>>>

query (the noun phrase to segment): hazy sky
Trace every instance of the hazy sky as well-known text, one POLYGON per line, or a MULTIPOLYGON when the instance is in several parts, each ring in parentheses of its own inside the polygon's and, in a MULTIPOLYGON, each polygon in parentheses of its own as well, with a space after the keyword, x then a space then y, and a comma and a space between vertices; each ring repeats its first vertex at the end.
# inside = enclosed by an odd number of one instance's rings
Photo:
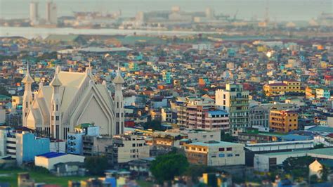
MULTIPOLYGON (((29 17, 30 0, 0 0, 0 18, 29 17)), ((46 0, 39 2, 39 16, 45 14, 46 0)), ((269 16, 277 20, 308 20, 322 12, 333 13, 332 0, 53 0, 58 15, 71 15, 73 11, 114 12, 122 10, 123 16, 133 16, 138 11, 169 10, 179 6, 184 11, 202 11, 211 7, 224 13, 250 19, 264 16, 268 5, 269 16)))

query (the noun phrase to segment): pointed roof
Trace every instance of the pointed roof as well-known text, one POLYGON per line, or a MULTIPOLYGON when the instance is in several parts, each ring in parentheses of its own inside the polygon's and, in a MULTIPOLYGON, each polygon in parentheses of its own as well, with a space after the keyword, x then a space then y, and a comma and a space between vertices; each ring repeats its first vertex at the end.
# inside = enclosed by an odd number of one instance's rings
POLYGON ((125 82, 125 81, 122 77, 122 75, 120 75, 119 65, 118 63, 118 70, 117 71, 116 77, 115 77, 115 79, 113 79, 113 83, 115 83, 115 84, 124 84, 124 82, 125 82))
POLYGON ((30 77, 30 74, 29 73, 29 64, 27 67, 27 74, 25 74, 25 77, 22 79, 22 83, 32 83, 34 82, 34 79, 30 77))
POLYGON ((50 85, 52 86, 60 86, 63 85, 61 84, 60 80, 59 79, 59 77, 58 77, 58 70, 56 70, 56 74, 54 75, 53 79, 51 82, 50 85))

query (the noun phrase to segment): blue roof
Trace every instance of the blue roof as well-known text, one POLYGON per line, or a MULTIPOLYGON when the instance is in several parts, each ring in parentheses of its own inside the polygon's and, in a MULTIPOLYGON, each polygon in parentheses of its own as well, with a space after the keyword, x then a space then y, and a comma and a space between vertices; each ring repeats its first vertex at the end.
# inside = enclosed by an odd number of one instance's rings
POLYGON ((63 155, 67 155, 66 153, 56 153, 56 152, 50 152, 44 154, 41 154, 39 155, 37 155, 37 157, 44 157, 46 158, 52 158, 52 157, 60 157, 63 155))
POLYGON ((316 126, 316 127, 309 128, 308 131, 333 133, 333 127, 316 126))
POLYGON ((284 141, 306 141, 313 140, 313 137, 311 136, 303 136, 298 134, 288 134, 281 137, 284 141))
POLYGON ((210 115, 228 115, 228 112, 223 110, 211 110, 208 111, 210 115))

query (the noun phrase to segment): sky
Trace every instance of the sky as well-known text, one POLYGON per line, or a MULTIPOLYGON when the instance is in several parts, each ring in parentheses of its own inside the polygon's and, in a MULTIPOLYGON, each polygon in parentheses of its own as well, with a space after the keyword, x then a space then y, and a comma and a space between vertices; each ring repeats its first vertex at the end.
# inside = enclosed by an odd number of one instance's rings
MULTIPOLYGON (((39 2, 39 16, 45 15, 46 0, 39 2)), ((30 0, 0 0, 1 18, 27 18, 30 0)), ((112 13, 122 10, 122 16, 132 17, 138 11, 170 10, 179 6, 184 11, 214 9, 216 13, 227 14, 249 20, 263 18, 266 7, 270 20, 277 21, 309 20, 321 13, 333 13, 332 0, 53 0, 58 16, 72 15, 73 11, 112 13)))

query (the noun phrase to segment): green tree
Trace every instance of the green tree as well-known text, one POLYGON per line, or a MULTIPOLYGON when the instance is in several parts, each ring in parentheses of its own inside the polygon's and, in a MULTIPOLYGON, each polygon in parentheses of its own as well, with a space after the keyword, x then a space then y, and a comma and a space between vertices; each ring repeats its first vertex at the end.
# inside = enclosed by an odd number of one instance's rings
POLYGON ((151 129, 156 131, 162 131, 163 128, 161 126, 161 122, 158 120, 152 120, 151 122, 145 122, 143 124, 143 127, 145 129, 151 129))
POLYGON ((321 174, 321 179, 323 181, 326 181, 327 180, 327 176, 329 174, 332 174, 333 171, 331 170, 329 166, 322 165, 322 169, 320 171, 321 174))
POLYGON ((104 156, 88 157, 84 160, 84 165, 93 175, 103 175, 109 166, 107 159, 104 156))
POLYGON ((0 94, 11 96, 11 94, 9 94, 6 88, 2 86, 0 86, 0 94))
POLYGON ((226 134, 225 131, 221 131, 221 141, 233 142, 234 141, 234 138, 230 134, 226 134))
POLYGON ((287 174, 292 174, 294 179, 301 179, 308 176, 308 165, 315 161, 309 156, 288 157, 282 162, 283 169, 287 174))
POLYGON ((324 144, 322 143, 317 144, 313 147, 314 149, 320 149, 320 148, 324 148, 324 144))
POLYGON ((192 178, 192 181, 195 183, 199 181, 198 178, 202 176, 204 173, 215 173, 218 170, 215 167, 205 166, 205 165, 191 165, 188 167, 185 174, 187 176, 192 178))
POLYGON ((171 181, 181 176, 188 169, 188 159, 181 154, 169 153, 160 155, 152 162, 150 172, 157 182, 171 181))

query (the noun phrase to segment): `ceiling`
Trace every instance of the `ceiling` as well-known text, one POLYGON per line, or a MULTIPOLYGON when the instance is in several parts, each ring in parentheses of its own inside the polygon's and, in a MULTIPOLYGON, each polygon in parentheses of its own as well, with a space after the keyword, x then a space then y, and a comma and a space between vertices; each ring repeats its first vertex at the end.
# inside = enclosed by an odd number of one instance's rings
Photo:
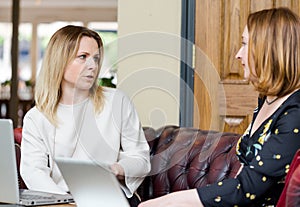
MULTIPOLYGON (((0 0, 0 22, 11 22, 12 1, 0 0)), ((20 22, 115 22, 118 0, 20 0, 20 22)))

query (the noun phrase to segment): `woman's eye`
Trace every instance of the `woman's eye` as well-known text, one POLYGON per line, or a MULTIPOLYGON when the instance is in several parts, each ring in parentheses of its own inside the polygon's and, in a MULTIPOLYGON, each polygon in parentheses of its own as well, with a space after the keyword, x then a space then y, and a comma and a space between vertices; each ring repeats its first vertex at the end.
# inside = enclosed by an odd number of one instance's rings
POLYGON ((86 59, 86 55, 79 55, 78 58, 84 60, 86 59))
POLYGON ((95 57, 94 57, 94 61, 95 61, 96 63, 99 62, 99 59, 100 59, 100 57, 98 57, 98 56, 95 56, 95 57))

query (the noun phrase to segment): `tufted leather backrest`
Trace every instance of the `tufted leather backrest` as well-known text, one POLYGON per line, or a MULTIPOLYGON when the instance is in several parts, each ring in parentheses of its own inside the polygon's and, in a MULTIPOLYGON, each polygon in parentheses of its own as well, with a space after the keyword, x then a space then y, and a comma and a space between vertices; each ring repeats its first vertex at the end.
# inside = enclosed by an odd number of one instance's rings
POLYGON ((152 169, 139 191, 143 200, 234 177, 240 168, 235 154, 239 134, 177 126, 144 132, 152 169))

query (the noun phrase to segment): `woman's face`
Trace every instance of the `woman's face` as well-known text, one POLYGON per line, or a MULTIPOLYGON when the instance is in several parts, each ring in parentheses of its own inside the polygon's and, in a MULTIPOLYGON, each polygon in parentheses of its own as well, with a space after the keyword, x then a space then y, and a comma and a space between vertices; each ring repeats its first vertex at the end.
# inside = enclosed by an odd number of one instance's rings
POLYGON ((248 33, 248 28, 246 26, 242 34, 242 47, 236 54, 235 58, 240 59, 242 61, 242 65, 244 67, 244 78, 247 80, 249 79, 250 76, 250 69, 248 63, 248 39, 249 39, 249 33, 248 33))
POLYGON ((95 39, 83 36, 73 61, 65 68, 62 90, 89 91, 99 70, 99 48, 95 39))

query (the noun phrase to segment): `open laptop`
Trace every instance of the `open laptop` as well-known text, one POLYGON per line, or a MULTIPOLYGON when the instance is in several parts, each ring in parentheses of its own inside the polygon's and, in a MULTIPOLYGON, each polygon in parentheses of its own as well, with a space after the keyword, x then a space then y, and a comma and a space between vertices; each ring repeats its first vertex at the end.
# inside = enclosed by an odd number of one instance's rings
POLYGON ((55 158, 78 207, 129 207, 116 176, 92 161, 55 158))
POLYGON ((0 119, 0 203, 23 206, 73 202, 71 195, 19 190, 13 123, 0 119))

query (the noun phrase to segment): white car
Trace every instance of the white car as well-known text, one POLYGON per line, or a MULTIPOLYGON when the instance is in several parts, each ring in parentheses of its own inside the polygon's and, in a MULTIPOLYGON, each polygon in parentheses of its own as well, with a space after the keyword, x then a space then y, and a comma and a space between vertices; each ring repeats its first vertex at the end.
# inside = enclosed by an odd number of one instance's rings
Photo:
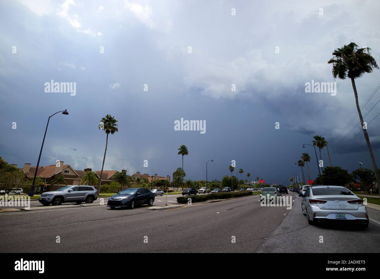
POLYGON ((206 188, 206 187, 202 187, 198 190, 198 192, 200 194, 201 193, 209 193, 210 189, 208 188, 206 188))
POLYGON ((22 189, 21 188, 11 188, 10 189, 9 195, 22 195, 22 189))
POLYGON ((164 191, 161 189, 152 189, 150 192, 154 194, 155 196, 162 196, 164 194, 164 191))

<<<

Convert the entries, starting at the beginning and ending at the line containing "MULTIPOLYGON (((29 17, 30", into a two-column CSV with the headers query_text and polygon_answer. Give one row per entry, quote each field, replace line breaks with spaces, and leave out the pictures.

Result below:
query_text,polygon_answer
"query (the noun phrase to segment): hazy sky Trace every instance of the hazy sky as well-known text, one POLYGON per line, or a MULTIPOLYGON when the instance is in several parts, each ring in parentheses of its own inside the polygon's and, in a MULTIPOLYGON, each polygon in parentheses of its own as well, with a space after the keyword, x then a space then y, and a comma and a space between vertices; each ring repeats its first vertex at the end. # inside = enclosed by an odd number of one instance's rings Photo:","MULTIPOLYGON (((29 17, 30 0, 0 0, 0 18, 29 17)), ((46 0, 39 2, 39 16, 45 14, 46 0)), ((269 16, 277 20, 308 20, 322 12, 333 13, 332 0, 53 0, 58 15, 71 15, 73 11, 114 12, 122 10, 123 16, 133 16, 138 11, 169 10, 179 6, 184 11, 202 11, 211 7, 224 13, 250 19, 264 16, 268 5, 269 16)))"